**Task**. Reproduce the data below word for word.

**Information**.

▬▬▬

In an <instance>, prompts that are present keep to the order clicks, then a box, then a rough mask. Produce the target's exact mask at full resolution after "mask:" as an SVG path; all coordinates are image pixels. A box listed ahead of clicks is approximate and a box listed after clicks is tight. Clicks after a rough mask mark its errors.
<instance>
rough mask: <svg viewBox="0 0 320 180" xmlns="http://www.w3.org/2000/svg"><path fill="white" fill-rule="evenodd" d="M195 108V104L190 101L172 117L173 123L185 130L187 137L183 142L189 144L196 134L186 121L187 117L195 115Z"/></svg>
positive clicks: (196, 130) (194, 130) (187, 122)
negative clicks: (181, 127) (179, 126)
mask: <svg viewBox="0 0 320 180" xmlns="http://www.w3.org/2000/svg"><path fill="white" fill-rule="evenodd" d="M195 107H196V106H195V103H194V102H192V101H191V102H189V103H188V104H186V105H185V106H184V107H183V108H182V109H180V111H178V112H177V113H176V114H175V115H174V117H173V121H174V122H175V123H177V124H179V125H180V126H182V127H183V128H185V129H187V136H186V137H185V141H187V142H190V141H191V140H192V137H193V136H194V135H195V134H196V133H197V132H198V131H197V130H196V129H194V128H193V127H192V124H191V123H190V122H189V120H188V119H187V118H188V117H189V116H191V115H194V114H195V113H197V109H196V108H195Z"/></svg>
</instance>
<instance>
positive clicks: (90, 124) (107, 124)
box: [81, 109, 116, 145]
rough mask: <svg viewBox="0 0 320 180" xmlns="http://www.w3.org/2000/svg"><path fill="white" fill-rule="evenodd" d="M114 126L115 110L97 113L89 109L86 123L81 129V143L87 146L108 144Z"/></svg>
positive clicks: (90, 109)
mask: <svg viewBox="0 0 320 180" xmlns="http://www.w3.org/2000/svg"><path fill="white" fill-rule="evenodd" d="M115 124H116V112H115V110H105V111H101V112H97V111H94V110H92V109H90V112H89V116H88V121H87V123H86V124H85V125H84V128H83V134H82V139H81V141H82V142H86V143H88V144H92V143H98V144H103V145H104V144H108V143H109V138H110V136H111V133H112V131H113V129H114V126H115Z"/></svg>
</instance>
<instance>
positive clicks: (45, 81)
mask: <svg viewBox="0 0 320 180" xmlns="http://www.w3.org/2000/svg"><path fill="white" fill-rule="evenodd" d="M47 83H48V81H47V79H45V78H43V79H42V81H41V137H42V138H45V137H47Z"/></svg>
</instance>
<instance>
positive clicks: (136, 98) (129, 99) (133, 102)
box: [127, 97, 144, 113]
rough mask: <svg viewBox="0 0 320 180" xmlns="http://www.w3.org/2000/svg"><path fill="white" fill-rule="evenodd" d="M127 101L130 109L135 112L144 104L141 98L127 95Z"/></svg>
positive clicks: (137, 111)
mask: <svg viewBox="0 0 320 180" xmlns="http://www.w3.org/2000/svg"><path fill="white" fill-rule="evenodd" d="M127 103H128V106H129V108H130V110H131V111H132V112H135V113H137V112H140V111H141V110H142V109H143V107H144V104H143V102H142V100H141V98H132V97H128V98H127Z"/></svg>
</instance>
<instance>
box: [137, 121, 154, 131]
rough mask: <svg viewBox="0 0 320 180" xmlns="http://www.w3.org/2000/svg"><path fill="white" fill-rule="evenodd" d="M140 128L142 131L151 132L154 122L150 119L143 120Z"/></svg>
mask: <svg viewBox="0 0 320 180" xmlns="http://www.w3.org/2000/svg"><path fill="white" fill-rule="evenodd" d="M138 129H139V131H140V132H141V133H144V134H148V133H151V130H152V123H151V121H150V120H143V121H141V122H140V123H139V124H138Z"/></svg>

▬▬▬

**Response**.
In an <instance>, prompts that are present keep to the order clicks, then a box, then a rough mask. Produce the target's exact mask at full resolution after "mask:" as an SVG path; all coordinates are image pixels. A box listed ahead of clicks is approximate and a box listed after clicks is tight. Clicks after a rough mask mark its errors.
<instance>
rough mask: <svg viewBox="0 0 320 180" xmlns="http://www.w3.org/2000/svg"><path fill="white" fill-rule="evenodd" d="M195 108V104L190 101L172 117L173 123L185 130L187 137L183 142L189 144L196 134L186 121L187 117L195 115Z"/></svg>
positive clicks: (196, 130) (194, 130) (187, 122)
negative clicks: (181, 127) (179, 126)
mask: <svg viewBox="0 0 320 180" xmlns="http://www.w3.org/2000/svg"><path fill="white" fill-rule="evenodd" d="M195 107H196V106H195V103H194V102H192V101H191V102H189V103H188V104H186V105H185V106H184V107H183V108H182V109H180V111H178V112H177V113H176V114H175V115H174V117H173V121H174V122H175V123H177V124H179V125H180V126H182V127H183V128H185V129H187V136H186V137H185V141H187V142H190V141H191V140H192V137H193V136H194V135H195V134H196V133H197V132H198V131H197V130H196V129H194V128H193V127H192V124H191V123H190V122H189V120H188V119H187V118H188V117H189V116H191V115H194V114H195V113H197V109H196V108H195Z"/></svg>
</instance>
<instance>
positive clicks: (90, 124) (107, 124)
box: [81, 109, 116, 145]
rough mask: <svg viewBox="0 0 320 180" xmlns="http://www.w3.org/2000/svg"><path fill="white" fill-rule="evenodd" d="M114 126L115 110L97 113L89 109L86 123L81 129V143L87 146L108 144Z"/></svg>
positive clicks: (90, 109)
mask: <svg viewBox="0 0 320 180" xmlns="http://www.w3.org/2000/svg"><path fill="white" fill-rule="evenodd" d="M115 124H116V112H115V110H105V111H101V112H97V111H94V110H92V109H90V112H89V116H88V121H87V123H86V124H85V125H84V128H83V134H82V139H81V141H82V142H86V143H88V144H92V143H98V144H103V145H104V144H108V143H109V138H110V136H111V133H112V131H113V129H114V126H115Z"/></svg>
</instance>
<instance>
positive clicks: (45, 81)
mask: <svg viewBox="0 0 320 180" xmlns="http://www.w3.org/2000/svg"><path fill="white" fill-rule="evenodd" d="M47 83H48V81H47V79H45V78H43V79H42V81H41V137H42V138H45V137H47Z"/></svg>
</instance>
<instance>
positive clicks: (136, 98) (129, 99) (133, 102)
box: [127, 97, 144, 113]
rough mask: <svg viewBox="0 0 320 180" xmlns="http://www.w3.org/2000/svg"><path fill="white" fill-rule="evenodd" d="M127 101L130 109L135 112L144 104L141 98L127 95Z"/></svg>
positive clicks: (137, 111)
mask: <svg viewBox="0 0 320 180" xmlns="http://www.w3.org/2000/svg"><path fill="white" fill-rule="evenodd" d="M127 103H128V106H129V108H130V110H131V111H132V112H135V113H137V112H140V111H141V110H142V109H143V107H144V104H143V102H142V100H141V98H132V97H128V98H127Z"/></svg>
</instance>
<instance>
box: [137, 121, 154, 131]
rough mask: <svg viewBox="0 0 320 180" xmlns="http://www.w3.org/2000/svg"><path fill="white" fill-rule="evenodd" d="M140 128L142 131L151 132L154 122L150 119L143 120Z"/></svg>
mask: <svg viewBox="0 0 320 180" xmlns="http://www.w3.org/2000/svg"><path fill="white" fill-rule="evenodd" d="M138 129H139V131H140V132H141V133H144V134H148V133H151V130H152V123H151V121H150V120H143V121H141V122H140V123H139V124H138Z"/></svg>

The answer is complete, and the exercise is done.